** WORKING DATA **

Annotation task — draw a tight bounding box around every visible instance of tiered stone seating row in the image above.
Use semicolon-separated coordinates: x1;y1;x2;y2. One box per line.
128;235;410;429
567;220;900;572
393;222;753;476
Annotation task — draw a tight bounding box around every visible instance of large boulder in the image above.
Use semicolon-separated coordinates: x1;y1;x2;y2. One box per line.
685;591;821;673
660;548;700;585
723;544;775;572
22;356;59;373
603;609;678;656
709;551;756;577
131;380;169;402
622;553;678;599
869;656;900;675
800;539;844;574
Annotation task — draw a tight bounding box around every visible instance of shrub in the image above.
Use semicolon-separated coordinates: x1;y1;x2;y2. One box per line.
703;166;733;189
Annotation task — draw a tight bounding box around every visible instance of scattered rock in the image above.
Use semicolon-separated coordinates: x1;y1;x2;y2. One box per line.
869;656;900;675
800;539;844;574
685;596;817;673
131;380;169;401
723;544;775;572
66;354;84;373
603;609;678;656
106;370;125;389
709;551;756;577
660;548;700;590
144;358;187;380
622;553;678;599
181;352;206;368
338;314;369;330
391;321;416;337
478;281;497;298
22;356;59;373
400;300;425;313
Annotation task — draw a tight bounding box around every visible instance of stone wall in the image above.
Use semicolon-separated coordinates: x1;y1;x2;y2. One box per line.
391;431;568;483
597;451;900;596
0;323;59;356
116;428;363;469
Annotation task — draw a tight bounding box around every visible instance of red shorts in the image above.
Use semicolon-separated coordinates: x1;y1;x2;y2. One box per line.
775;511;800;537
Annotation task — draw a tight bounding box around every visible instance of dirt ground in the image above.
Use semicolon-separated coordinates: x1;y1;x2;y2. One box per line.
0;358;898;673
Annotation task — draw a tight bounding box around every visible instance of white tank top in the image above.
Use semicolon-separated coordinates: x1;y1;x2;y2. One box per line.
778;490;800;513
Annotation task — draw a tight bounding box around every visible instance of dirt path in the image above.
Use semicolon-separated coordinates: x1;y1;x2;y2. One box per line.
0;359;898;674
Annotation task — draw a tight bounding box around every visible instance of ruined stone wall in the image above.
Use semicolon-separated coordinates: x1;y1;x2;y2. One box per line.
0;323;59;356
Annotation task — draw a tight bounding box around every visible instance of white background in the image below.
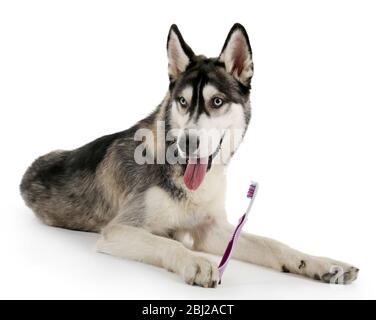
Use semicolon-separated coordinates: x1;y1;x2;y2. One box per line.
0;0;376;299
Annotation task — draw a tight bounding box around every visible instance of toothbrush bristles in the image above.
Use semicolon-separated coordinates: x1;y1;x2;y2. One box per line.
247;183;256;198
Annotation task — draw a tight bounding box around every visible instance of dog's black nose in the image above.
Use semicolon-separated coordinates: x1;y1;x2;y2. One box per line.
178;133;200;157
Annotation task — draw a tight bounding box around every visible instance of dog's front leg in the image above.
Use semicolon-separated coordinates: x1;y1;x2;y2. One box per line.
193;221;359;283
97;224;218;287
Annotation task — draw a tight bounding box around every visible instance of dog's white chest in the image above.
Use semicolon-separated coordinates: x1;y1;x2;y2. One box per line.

...

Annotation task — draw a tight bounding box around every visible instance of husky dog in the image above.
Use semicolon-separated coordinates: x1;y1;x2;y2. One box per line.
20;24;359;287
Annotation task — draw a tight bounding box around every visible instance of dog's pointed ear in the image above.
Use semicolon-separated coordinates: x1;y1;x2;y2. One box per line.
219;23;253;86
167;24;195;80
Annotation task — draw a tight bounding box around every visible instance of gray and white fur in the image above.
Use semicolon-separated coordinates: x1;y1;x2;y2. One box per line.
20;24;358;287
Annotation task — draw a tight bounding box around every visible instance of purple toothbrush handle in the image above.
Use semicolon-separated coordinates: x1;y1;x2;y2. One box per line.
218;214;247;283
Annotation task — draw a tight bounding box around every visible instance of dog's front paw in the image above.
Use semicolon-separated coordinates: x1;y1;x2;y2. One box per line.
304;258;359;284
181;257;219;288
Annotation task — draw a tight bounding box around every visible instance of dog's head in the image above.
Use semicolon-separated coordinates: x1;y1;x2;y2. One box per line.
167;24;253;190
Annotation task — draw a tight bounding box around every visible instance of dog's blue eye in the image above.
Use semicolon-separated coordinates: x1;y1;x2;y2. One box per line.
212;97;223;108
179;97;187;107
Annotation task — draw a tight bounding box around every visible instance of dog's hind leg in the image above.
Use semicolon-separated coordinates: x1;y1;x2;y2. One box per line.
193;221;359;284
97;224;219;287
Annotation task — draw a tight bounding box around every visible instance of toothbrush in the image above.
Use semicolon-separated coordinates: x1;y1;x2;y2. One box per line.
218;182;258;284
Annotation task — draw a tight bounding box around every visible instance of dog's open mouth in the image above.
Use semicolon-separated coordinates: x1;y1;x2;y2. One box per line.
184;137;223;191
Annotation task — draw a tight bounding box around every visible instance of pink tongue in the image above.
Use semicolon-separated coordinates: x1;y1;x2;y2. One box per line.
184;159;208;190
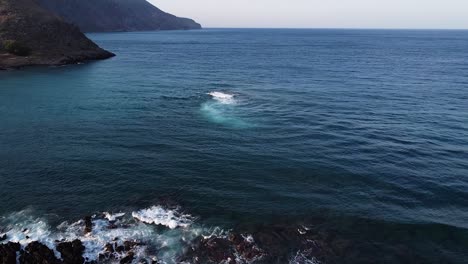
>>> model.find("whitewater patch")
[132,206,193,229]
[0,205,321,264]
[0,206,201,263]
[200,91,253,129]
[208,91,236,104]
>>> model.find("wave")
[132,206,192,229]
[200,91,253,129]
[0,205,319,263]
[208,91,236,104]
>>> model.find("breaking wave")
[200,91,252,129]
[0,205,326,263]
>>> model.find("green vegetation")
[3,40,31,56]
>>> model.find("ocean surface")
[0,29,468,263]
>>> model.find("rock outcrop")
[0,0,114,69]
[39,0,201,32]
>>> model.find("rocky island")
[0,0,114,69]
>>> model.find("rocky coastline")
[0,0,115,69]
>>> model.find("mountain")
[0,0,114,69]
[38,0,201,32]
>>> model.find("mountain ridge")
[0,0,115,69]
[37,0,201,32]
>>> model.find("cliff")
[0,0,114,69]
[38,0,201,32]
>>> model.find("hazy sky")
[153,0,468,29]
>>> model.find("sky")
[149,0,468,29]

** THE EXERCISE **
Copy the records above verbatim, starting with the line containing "row in the image above." and ending with the line containing "775;511;800;537", including both of those lines.

** THE ANSWER **
Annotation task — draw a tight bounding box around every visible instance of tiered stone seating row in the image above.
Use semicolon-separated coordinates: x1;y1;x2;y2. One box per line.
128;235;410;429
567;220;900;572
393;222;753;476
Annotation task — draw a tight bounding box around every visible instance of large boulder in the image above.
Use semicolon-separated coordinates: x1;y1;x2;y2. One box per line.
685;591;821;673
660;548;700;585
723;544;775;572
22;356;59;373
603;609;678;656
709;551;756;577
131;380;169;402
622;553;678;599
869;656;900;675
800;539;844;574
Annotation task — draw a tight bounding box around every visible instance of shrub in the image above.
Use semicolon-separated coordinates: x1;y1;x2;y2. One box per line.
703;166;733;189
Annotation task — draw a tight bounding box around every visible instance of scattered rock in the image above.
Use semicolon-separated coordinates: x1;y1;x2;y2. One box per line.
869;656;900;675
800;539;844;574
685;596;817;673
131;380;169;401
723;544;775;572
66;354;84;373
603;609;678;656
106;370;125;389
709;551;756;577
660;548;700;590
144;358;187;380
622;553;678;599
181;352;206;368
338;314;369;330
391;321;416;337
478;281;497;298
22;356;59;373
400;300;425;313
Annotation task — draw a tight bounding box around every visible instance of stone wall in the image above.
Use semicolon-separated coordinates: x1;y1;x2;y2. One box per line.
391;431;568;483
597;451;900;596
0;323;59;356
116;428;363;469
Annotation task — draw a tight bounding box around every visible instance of red shorts in the image above.
Use semicolon-separated coordinates: x1;y1;x2;y2. One box per line.
775;511;800;537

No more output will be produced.